Task objective –
From the entries, copy out every line in which the word "service" is found.

Study material –
....

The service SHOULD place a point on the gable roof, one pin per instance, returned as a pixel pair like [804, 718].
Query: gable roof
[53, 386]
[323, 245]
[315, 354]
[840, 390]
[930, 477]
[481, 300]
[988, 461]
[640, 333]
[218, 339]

....

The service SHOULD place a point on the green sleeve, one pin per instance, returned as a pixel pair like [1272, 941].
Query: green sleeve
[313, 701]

....

Response to the exercise –
The service SHOULD place a point on the gable roof, one pin per instance, returned as a pixel pair like [804, 718].
The service SHOULD place a point on the green sleeve, one pin per instance, returned as a pixel pair like [1272, 941].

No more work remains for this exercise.